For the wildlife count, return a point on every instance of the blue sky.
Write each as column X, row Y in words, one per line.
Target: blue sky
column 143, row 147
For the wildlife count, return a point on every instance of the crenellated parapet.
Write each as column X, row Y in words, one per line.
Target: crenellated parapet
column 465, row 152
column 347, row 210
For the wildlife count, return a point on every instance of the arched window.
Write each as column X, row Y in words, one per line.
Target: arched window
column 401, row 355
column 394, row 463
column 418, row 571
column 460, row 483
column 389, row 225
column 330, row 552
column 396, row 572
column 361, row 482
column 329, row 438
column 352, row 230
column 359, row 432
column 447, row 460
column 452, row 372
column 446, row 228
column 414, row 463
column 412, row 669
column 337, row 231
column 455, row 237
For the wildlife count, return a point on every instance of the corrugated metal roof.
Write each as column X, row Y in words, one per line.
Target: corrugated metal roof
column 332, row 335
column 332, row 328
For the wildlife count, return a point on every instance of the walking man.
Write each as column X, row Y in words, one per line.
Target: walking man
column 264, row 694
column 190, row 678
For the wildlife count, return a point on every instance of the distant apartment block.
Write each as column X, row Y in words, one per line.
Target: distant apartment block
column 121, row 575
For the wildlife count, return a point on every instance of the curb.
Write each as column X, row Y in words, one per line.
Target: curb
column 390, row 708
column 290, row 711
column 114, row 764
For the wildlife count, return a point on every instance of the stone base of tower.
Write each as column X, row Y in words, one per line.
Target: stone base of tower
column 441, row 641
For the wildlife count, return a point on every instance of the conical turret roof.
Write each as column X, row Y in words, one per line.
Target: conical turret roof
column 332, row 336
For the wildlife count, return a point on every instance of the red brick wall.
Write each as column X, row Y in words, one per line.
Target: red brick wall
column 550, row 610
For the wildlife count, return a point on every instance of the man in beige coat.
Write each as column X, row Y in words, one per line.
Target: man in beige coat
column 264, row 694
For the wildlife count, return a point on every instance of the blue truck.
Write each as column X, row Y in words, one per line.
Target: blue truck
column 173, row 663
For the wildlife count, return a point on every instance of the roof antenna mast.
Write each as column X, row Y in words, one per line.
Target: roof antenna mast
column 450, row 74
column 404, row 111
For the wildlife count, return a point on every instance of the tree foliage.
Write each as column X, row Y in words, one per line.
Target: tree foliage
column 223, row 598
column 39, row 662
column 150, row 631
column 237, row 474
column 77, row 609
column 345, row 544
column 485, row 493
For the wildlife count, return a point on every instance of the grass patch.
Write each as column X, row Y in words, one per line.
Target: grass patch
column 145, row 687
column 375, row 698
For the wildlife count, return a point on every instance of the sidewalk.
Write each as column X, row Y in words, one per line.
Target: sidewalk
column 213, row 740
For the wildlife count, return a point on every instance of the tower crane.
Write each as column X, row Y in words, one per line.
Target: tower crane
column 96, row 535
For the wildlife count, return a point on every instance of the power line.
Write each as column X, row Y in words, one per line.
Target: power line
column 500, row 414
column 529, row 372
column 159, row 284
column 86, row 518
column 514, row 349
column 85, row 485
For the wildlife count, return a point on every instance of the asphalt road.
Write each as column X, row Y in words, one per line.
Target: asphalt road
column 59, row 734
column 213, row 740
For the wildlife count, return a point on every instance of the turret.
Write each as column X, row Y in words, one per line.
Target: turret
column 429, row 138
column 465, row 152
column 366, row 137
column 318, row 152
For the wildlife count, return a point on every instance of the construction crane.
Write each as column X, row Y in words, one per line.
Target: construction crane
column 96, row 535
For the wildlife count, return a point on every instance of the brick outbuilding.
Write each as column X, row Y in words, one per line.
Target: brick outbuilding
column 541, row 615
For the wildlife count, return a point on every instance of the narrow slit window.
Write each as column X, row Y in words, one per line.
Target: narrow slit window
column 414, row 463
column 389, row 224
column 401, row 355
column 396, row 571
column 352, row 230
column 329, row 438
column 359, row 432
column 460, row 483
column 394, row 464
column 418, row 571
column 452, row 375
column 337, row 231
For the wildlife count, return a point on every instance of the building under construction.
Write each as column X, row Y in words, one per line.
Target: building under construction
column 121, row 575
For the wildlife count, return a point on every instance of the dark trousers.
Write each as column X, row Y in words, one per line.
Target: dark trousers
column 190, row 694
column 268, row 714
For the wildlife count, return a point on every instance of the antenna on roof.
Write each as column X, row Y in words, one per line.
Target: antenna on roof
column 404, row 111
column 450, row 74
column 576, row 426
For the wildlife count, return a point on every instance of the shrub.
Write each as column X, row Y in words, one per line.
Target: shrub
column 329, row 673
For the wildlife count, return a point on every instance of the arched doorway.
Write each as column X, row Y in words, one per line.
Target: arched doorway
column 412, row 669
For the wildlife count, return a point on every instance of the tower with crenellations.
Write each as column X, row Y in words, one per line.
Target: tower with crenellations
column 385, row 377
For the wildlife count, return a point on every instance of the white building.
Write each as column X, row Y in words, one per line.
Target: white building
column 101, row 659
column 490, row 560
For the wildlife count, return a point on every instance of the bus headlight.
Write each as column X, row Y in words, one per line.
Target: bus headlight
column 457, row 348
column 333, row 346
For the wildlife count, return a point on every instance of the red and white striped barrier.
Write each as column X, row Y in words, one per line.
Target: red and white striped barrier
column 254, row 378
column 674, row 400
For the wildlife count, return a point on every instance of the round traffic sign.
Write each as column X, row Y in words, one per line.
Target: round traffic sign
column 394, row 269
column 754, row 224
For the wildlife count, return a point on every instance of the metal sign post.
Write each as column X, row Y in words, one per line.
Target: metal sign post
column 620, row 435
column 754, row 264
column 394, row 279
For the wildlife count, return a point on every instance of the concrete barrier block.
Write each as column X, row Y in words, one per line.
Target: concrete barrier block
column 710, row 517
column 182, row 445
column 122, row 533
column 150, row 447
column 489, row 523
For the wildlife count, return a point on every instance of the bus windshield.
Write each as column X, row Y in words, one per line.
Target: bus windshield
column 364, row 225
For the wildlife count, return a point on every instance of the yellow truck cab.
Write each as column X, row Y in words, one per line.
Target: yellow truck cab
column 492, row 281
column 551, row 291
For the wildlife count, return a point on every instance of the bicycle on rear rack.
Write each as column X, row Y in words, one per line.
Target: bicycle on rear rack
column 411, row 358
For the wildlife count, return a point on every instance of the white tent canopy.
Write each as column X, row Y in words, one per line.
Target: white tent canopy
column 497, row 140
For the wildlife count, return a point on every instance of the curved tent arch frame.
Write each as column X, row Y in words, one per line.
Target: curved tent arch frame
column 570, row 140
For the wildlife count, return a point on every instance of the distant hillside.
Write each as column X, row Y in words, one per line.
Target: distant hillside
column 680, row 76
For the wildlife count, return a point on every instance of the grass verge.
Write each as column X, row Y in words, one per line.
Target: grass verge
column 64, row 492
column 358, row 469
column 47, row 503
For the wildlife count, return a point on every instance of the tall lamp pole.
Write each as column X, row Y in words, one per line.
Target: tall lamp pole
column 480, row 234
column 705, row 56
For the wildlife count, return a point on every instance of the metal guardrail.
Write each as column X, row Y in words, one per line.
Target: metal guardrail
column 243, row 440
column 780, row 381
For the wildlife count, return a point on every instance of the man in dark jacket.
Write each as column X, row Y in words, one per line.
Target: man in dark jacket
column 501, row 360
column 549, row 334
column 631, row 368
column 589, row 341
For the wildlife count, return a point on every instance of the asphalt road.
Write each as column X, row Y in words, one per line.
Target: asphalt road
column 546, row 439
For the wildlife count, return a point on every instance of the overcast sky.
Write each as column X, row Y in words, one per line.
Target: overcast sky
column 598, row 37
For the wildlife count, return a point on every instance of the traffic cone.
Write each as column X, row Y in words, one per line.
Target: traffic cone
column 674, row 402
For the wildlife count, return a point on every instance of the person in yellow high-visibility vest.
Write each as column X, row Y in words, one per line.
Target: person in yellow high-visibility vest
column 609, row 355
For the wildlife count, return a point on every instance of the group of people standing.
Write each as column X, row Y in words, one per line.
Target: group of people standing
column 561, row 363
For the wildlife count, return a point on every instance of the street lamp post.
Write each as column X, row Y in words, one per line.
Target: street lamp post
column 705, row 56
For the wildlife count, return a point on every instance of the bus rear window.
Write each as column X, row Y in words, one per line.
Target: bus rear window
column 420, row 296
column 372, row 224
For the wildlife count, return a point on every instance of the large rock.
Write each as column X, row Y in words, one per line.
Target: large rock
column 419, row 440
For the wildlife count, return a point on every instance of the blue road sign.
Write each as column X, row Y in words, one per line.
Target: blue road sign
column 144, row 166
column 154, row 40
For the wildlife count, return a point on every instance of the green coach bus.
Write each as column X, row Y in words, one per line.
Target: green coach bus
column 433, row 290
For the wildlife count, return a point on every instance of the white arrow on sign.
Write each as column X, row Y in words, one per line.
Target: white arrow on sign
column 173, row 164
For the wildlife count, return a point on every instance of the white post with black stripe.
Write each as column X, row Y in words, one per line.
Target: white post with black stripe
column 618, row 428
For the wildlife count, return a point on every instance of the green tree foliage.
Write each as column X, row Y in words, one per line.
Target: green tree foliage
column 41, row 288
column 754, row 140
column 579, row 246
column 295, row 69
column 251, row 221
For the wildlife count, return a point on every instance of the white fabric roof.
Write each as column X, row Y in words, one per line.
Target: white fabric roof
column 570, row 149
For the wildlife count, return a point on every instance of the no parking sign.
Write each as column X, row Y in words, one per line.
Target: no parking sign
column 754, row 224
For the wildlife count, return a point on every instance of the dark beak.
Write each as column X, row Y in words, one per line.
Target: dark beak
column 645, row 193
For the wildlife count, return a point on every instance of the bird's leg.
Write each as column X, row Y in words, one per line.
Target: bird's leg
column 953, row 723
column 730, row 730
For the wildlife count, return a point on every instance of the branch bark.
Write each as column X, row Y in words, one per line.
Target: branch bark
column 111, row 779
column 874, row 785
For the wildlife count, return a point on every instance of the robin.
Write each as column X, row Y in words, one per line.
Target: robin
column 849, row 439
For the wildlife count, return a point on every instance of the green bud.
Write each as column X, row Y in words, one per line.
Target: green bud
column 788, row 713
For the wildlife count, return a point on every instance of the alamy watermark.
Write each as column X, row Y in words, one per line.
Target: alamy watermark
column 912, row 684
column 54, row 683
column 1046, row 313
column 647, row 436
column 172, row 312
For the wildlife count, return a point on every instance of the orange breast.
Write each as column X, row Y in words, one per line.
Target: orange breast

What the exercise asks:
Copy out the records between the line holding "white tent canopy." and the line holding "column 47, row 503", inclusive, without changing a character.

Reply to the task:
For the wildlife count, return a point on every instance of the white tent canopy.
Write each as column X, row Y in words, one per line.
Target: white tent canopy
column 497, row 140
For the wildlife count, return a point on every instance of the curved tent arch frame.
Write each as column X, row Y in words, one per line.
Target: curved tent arch frame
column 570, row 140
For the wildlife count, return a point on every instance of the distant hillside.
Write each as column X, row Y in words, one per line.
Target: distant hillside
column 680, row 76
For the wildlife count, return a point on every instance of the grass verge.
Write each as column X, row Y in words, one per line.
Target: grass verge
column 64, row 492
column 358, row 469
column 47, row 503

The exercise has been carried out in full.